**Passage shown:**
Trustworthy-ML-Lab / Label-free-CBM

A new framework to transform any neural networks into an interpretable concept-bottleneck-model (CBM) without needing labeled concept data
73 stars 13 forks source link

Only 998 classes in ImageNet json files #1

Closed Susmit-A closed 1 year ago

Susmit-A commented 1 year ago

Hi,

The ImageNet json files have only 998 classes listed as keys. Could you please provide the completed dictionaries? For reference, "missile" and "sunglasses" classes are repeated twice.

Thanks

tuomaso commented 1 year ago

What do you mean by json files? If you are talking about data/imagenet_classes.txt, this is the complete list of 1000 classes, those two labels just essentially have two separate classes for each of them cause the dataset was not carefully constructed or something. For reference we are using the labels from here: https://github.com/openai/CLIP/blob/main/notebooks/Prompt_Engineering_for_ImageNet.ipynb, but if you look at other references to ground truth class names the same issue persists, see https://deeplearning.cms.waikato.ac.nz/user-guide/class-maps/IMAGENET/ (they're not identical here but still synonyms).

Susmit-A commented 1 year ago

I meant the imagenet json files in data/concept_sets/gpt3_init/. I've generated the concepts using my API key for the missing two classes, and filtered them using the remainder of your code. After fixing the class list, the generated concepts are slightly different but close enough for most use cases.

tuomaso commented 1 year ago

Okay, thanks for the clarification. It shouldn't matter for that part of the code as the final concepts are generated for the model as a whole and not saved in connection to some class, the classes are just used as a helpful way of getting there. Predictions for each class can use concepts derived from a different class anyways.

Adasunnylily commented 1 year ago

I meant the imagenet json files in data/concept_sets/gpt3_init/. I've generated the concepts using my API key for the missing two classes, and filtered them using the remainder of your code. After fixing the class list, the generated concepts are slightly different but close enough for most use cases.

hi, could you please tell me what are the two class left?

**What to do:** Repeat the thread about ImageNet classes word for word, from "Adasunnylily commented 1" to "two class left?". The rows come from a source unrelated to the thread.

Saved data entries:
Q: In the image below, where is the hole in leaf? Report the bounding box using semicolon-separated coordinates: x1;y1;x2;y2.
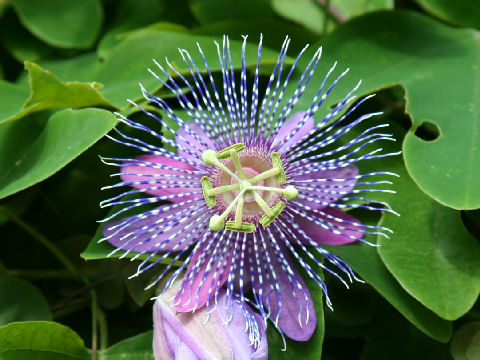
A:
415;121;440;141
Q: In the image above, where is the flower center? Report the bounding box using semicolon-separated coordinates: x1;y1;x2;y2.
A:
201;143;298;232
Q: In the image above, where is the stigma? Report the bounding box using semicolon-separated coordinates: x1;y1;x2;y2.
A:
201;143;298;233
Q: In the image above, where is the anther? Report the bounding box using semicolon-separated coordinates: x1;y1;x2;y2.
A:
258;201;285;227
201;176;217;206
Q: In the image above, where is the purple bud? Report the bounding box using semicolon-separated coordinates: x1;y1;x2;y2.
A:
153;283;268;360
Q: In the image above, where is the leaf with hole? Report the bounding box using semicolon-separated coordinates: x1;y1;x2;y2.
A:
291;11;480;209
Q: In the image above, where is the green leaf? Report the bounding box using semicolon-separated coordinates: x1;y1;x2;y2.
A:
0;321;92;360
330;0;395;19
0;109;116;198
0;277;52;327
1;12;53;62
292;11;480;209
450;321;480;360
188;0;274;24
326;238;452;342
0;61;115;124
98;331;153;360
272;0;393;35
378;167;480;320
192;18;318;53
358;303;451;360
415;0;480;28
11;0;103;48
0;80;29;123
96;29;286;107
272;0;325;34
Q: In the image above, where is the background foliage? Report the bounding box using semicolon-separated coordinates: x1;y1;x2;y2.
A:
0;0;480;360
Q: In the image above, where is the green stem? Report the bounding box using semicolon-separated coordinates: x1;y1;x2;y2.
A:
90;290;98;360
322;0;330;36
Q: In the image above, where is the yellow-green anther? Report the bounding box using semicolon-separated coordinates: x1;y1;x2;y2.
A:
272;152;287;184
209;214;225;231
201;143;298;233
248;168;279;184
248;185;298;200
230;149;245;180
225;221;255;233
253;191;273;216
235;196;245;228
207;183;240;196
258;201;285;227
217;143;245;160
282;185;298;200
201;176;217;206
202;149;241;181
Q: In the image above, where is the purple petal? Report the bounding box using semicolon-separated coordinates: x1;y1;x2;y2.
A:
272;111;314;153
295;208;363;245
216;290;268;360
121;155;202;202
153;286;233;360
263;251;317;341
176;122;215;162
175;245;233;312
291;165;358;209
103;204;194;252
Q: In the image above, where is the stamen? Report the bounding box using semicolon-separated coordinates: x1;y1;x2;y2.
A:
253;191;273;217
259;201;285;227
201;143;298;233
230;150;245;180
249;185;298;200
207;183;240;196
201;176;217;206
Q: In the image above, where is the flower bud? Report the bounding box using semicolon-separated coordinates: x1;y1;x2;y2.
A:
153;283;268;360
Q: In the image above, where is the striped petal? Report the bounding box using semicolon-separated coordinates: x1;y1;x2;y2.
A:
295;208;364;245
121;155;202;202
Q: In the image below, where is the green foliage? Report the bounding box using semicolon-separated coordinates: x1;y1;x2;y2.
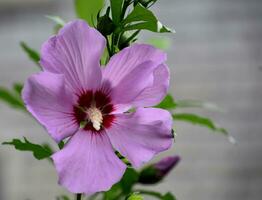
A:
75;0;104;26
123;3;172;33
20;42;40;67
173;113;228;136
110;0;124;25
46;15;66;34
0;83;25;110
156;94;177;110
104;183;122;200
97;7;115;37
2;137;52;160
126;192;144;200
162;192;176;200
120;168;139;194
13;83;23;96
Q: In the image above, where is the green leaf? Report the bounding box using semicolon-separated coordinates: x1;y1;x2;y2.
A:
110;0;124;25
20;42;40;67
123;3;172;33
156;94;177;110
162;192;176;200
126;192;144;200
75;0;104;26
2;137;52;160
13;83;23;96
0;87;25;110
120;168;139;194
104;183;122;200
173;113;228;136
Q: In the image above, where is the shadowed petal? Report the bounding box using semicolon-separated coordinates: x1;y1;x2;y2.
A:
103;44;169;113
132;64;170;107
40;20;105;92
106;108;173;168
103;44;166;87
52;131;126;194
22;72;78;142
111;61;156;105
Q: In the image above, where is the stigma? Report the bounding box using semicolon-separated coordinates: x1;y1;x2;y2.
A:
86;106;103;131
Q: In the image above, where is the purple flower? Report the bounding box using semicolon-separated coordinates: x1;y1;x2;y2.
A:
139;156;180;184
23;20;172;194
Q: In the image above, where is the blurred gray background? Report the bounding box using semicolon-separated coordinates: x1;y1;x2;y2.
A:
0;0;262;200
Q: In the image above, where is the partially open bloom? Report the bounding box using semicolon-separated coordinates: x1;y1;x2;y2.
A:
23;20;172;194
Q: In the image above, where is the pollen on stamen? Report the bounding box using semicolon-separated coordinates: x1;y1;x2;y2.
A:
86;107;103;131
73;91;115;132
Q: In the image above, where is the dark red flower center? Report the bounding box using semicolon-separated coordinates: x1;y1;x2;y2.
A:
74;91;115;132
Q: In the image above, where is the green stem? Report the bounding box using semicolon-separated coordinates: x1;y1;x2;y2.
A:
106;37;112;57
124;30;140;43
76;193;82;200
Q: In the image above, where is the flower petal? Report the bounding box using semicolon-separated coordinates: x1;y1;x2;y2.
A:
40;20;105;92
132;64;170;107
22;72;78;142
103;44;169;110
106;108;173;168
103;44;166;87
111;61;156;105
52;130;126;194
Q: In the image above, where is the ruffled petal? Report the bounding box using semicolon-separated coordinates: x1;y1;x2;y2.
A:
103;44;166;87
132;64;170;107
111;61;156;105
40;20;105;92
103;44;169;110
22;72;78;142
52;130;126;194
106;108;173;168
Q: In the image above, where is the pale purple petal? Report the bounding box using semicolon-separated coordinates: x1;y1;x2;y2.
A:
106;108;173;168
40;20;105;92
111;61;156;105
22;72;78;142
103;44;169;110
103;44;166;87
52;131;126;194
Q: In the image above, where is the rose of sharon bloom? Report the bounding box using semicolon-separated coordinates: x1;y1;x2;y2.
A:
23;20;172;194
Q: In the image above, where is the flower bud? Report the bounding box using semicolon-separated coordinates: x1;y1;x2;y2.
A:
138;156;180;184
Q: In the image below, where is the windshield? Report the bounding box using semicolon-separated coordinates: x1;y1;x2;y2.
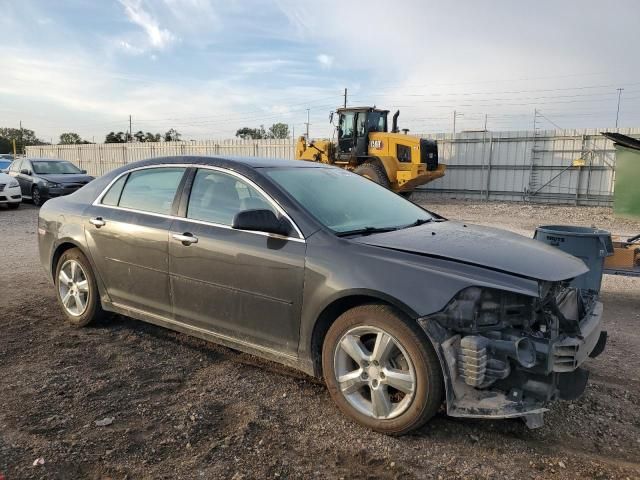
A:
31;160;82;175
265;168;433;233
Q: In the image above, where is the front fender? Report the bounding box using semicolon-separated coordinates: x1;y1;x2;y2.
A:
299;231;538;372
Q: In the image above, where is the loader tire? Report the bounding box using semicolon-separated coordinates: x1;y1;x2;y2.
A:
353;162;391;188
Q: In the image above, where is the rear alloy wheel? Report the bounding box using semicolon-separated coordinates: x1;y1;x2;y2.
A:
31;185;44;207
353;162;391;188
55;248;104;327
322;305;443;435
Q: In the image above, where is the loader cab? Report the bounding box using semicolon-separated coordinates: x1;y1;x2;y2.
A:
337;107;389;161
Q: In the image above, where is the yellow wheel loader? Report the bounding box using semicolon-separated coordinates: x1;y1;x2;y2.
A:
295;107;445;193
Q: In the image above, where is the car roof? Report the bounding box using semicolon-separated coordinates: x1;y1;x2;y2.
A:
25;157;69;162
122;155;329;168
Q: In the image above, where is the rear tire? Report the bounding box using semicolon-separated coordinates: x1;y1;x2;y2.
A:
353;162;391;188
322;304;444;435
31;185;45;207
55;248;106;328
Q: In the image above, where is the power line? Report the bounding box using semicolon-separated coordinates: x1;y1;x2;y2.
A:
616;88;624;128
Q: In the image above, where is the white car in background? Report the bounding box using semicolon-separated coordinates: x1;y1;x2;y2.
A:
0;172;22;208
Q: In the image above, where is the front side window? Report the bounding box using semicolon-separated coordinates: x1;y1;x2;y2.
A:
9;160;22;173
31;160;82;175
117;167;185;215
264;167;433;233
102;174;129;207
187;169;278;225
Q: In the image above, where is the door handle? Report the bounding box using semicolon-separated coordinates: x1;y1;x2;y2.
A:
89;217;107;228
173;232;198;247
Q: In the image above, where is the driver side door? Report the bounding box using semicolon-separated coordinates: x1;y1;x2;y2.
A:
169;167;306;355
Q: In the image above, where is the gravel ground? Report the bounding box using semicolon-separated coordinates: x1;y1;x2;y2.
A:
0;198;640;480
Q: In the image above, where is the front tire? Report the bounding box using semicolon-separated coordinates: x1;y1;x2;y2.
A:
55;248;105;328
31;185;45;207
322;305;444;435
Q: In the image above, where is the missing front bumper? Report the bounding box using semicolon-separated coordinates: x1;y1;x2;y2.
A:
418;302;607;428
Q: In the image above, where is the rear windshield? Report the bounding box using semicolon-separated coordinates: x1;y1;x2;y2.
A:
31;160;82;175
264;167;433;233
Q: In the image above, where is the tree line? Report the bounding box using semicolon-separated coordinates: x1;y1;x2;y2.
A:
236;123;289;140
0;123;289;153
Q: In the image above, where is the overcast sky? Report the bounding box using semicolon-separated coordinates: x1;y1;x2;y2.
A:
0;0;640;142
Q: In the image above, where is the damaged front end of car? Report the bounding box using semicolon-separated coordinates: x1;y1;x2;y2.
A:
418;282;607;428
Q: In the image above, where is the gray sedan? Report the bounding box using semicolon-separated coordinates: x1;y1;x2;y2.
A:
38;157;606;435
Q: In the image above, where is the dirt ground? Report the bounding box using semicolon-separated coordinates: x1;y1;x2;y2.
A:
0;198;640;480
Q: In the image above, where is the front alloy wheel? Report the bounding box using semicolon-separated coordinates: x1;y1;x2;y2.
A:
322;304;444;435
31;185;44;207
333;326;416;419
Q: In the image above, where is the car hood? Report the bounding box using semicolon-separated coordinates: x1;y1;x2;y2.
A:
36;173;93;183
0;172;13;183
353;221;589;281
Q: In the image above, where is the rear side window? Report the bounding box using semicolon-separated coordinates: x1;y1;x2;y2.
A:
9;160;22;172
117;168;185;215
102;175;129;207
187;169;278;225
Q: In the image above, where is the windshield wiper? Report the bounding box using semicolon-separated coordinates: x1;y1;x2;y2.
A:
336;227;400;237
402;218;433;228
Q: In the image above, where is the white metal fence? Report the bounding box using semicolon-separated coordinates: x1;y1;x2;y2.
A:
27;128;640;205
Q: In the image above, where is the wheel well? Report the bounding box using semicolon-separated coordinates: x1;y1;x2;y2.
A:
51;242;78;280
311;295;410;378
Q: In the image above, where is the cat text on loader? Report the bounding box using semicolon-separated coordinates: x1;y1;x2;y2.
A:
296;107;445;193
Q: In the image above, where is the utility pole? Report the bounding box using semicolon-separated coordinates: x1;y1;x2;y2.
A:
616;88;624;128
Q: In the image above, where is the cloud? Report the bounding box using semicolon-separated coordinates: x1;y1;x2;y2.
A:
118;40;144;55
120;0;177;50
316;53;334;70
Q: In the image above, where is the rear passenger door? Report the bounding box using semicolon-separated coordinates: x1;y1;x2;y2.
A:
85;165;187;318
169;168;306;354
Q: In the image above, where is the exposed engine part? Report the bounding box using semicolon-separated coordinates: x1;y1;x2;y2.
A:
458;335;489;387
458;335;536;388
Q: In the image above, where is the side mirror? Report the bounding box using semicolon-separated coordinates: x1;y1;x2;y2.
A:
231;209;291;236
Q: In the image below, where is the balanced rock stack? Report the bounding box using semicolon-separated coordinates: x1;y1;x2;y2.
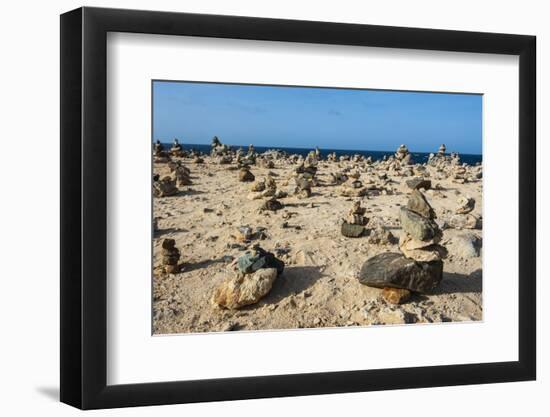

**Solution below:**
Adasunnylily commented 1 year ago

I meant the imagenet json files in data/concept_sets/gpt3_init/. I've generated the concepts using my API key for the missing two classes, and filtered them using the remainder of your code. After fixing the class list, the generated concepts are slightly different but close enough for most use cases.

hi, could you please tell me what are the two class left?